■ GIVEN REQUEST ■
Your task is to transcribe the data in full.

Records from a data collection:
-*-
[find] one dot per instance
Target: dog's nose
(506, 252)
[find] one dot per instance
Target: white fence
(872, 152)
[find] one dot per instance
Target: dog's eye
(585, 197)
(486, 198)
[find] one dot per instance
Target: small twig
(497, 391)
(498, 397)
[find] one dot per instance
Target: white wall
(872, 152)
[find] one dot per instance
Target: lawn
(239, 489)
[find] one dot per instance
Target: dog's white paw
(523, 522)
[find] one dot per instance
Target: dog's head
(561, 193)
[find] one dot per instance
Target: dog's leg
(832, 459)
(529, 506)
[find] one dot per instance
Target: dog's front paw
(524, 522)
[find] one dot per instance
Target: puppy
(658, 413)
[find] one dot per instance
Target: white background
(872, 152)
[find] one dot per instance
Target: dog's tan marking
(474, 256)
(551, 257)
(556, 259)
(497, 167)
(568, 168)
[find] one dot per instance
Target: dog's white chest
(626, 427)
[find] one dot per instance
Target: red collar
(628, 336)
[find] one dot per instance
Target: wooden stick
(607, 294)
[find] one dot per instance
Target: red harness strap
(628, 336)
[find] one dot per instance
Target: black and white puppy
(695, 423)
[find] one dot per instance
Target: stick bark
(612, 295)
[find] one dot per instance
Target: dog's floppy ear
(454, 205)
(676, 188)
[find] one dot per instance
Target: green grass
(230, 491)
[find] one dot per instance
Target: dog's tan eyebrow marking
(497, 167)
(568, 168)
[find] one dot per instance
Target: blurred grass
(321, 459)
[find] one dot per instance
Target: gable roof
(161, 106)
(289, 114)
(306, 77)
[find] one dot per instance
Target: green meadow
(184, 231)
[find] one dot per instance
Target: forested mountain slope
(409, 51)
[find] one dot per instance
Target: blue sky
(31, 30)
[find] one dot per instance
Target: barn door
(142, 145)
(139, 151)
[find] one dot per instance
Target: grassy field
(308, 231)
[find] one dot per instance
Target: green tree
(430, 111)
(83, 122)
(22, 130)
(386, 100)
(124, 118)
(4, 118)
-*-
■ TASK RESPONSE ■
[find] one dot per instance
Target: dog's nose
(506, 252)
[find] one dot per instance
Target: white fence
(872, 152)
[find] one dot per instance
Target: dog's eye
(585, 197)
(486, 198)
[find] one dot per instance
Target: small twig
(497, 391)
(498, 397)
[find] one dot per instance
Target: white wall
(872, 152)
[find] one dot per instance
Target: lawn
(239, 489)
[find] one dot per instance
Target: dog's white paw
(523, 522)
[find] one dot per instance
Target: dog's head
(561, 193)
[find] one dot per instance
Target: dog's leg
(832, 459)
(529, 506)
[find] one dot per instance
Target: dog's front paw
(524, 522)
[find] one dot per instance
Target: puppy
(658, 413)
[find] one dot per instance
Target: white background
(872, 152)
[find] one dot per instance
Target: dog's tan marking
(474, 256)
(551, 257)
(556, 259)
(497, 167)
(568, 168)
[find] one dot per instance
Target: dog's white chest
(626, 427)
[find] one dot per instance
Target: red collar
(628, 336)
[find] one dot per instance
Target: wooden stick
(607, 294)
[find] one dot per instance
Target: red harness strap
(628, 336)
[find] one dot per instance
Target: black and white puppy
(695, 423)
[find] one dot per instance
Target: stick bark
(612, 295)
[find] one dot per instance
Target: dog's floppy ear
(454, 205)
(676, 188)
[find] one dot per instance
Target: green grass
(230, 491)
[find] one dot per instance
Target: dog's tan eyebrow marking
(497, 167)
(568, 168)
[find] one dot per instance
Target: blurred grass
(321, 459)
[find] one dot per instance
Target: gable roof
(161, 106)
(289, 114)
(306, 77)
[find] one dot per instance
Target: green meadow
(184, 231)
[find] one dot per instance
Target: forested mountain slope
(409, 51)
[find] one dot per instance
Target: blue sky
(31, 30)
[find] one dot per instance
Target: barn door
(142, 145)
(139, 151)
[find] one dot per instance
Target: grassy field
(308, 231)
[find] one dot per instance
Target: green tree
(430, 111)
(83, 122)
(22, 130)
(386, 100)
(124, 118)
(4, 118)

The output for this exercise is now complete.